■ Excerpted text ■
.....
Nolan presents 15 photographic triptychs; elaborately
framed, they physically evoke the traditional
altarpiece, but their content is far more personal
and whimsical. All but five of them consist of
richly hand-colored silver prints, the others
being unadorned silver prints with one trio combining
the two media.
Nolan’s subject matter creates bridges among portraiture,
fashion, and industrial and historical architecture.
Most of the images seem to create random or mystical
connections—more like poetry than storytelling—and
several are clearly intended as straightforward
portraits of certain people, while others treat
the sitter more as a model or creative collaborator
than as a subject.
Aside from the distinctive presentation, what
makes Nolan’s work stand out is the color—she
is really as much a painter as a photographer,
and she revels in very strong, almost psychedelic
shades. I found the gold-toned framing out of
place on all but the most chromatically compatible
pieces and especially distracting on the black-and-white
pictures. Overall, this is a challenging, interesting
body of work.
.....
■ What you have to do ■
Please state how many photographic triptychs Nolan presents, according to the review. The material that comes next stands apart from the review.

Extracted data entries
.....
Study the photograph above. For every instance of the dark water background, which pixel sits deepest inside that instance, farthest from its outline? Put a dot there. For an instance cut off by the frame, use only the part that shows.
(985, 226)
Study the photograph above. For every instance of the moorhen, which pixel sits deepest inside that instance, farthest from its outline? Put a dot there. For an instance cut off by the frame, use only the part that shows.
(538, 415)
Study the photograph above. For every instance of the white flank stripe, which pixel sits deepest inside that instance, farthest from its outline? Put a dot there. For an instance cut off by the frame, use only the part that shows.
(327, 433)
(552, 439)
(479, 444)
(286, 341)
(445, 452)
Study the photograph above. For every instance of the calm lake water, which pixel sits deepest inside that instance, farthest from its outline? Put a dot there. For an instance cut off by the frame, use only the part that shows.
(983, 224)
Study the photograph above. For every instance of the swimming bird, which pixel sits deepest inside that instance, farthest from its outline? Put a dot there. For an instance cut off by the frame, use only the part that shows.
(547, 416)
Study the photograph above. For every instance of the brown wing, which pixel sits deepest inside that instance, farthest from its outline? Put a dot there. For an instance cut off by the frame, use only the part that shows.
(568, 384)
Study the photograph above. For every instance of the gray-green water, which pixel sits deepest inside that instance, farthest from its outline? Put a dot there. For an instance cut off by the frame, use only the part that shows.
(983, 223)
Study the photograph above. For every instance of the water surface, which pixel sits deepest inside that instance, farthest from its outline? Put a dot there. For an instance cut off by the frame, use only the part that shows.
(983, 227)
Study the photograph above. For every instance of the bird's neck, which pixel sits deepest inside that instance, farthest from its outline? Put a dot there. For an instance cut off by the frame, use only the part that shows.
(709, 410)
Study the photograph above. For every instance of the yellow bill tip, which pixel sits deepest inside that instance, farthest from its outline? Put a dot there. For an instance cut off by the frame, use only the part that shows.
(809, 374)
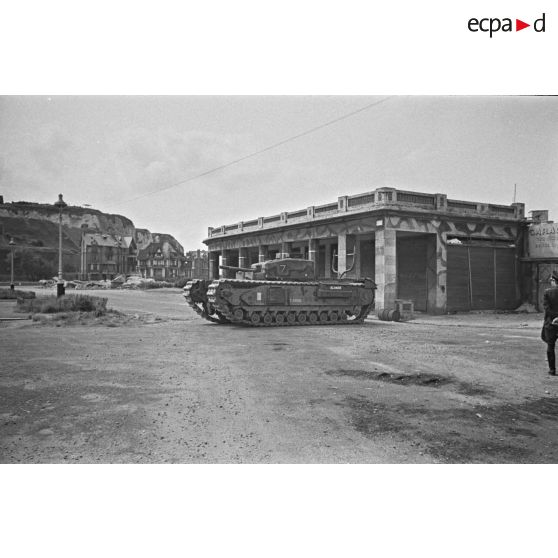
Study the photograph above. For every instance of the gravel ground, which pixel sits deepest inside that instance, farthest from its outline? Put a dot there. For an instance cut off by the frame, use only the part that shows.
(164, 386)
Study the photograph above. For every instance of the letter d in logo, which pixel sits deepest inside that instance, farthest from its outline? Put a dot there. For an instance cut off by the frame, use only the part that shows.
(538, 26)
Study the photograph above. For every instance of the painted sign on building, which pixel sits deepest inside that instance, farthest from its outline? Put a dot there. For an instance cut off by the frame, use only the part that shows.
(543, 240)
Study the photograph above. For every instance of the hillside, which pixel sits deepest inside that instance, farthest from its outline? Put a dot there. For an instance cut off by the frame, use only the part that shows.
(34, 229)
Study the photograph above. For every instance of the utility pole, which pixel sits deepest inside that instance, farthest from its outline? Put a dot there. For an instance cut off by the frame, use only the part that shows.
(60, 204)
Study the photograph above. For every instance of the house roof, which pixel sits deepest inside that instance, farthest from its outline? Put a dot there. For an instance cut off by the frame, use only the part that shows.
(99, 239)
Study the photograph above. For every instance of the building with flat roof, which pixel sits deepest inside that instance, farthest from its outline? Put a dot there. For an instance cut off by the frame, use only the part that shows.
(443, 255)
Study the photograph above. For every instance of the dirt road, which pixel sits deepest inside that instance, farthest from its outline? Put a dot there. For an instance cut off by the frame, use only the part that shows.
(181, 390)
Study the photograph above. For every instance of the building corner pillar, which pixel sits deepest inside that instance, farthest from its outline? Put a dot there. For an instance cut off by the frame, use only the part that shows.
(386, 269)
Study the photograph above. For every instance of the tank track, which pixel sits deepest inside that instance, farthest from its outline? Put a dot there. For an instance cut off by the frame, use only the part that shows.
(217, 312)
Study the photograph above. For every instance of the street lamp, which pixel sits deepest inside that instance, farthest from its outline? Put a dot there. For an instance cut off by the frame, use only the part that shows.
(60, 204)
(11, 244)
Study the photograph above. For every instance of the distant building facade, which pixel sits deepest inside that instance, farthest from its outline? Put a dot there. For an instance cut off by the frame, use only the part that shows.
(443, 255)
(105, 256)
(162, 258)
(540, 257)
(196, 265)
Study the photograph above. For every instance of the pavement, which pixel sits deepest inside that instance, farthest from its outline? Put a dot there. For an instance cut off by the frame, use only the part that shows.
(485, 319)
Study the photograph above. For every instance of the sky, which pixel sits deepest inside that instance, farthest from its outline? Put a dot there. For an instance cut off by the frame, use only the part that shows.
(126, 154)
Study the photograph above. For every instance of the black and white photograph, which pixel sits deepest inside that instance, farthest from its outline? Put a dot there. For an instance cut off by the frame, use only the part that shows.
(282, 279)
(240, 292)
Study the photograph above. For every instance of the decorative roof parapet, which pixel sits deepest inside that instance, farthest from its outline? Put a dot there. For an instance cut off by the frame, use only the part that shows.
(381, 198)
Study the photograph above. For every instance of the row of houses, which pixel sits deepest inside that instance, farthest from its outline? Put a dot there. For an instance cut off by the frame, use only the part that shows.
(152, 256)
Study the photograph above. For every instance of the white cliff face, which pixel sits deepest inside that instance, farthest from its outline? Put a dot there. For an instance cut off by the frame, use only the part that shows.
(72, 218)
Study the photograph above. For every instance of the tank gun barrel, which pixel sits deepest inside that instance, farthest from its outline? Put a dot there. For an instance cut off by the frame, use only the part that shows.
(235, 268)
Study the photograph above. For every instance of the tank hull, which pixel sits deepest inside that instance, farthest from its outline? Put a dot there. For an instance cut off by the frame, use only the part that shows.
(259, 303)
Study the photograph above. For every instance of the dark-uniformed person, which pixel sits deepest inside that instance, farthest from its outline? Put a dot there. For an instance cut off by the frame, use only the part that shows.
(550, 331)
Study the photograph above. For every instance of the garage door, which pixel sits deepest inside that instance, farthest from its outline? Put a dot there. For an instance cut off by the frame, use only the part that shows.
(481, 278)
(411, 271)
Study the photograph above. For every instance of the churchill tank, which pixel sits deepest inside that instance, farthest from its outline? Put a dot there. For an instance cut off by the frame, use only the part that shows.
(281, 292)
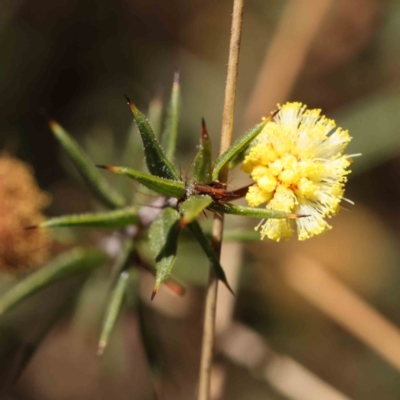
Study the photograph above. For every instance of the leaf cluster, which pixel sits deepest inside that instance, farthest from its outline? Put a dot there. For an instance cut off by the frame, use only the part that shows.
(154, 227)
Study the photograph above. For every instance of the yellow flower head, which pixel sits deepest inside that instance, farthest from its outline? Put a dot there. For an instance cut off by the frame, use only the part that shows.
(298, 166)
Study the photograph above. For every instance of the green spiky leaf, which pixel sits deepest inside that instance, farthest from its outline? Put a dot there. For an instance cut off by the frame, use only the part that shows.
(156, 160)
(170, 133)
(96, 182)
(241, 235)
(155, 115)
(193, 207)
(197, 232)
(226, 208)
(202, 165)
(112, 219)
(166, 187)
(239, 146)
(112, 311)
(68, 264)
(163, 236)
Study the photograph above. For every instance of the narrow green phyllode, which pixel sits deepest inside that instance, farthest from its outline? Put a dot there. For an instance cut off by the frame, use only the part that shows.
(64, 266)
(156, 160)
(170, 133)
(166, 187)
(112, 311)
(239, 146)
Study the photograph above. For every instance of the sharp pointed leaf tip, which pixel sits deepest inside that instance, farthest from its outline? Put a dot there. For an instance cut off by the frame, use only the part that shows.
.....
■ Correct response ■
15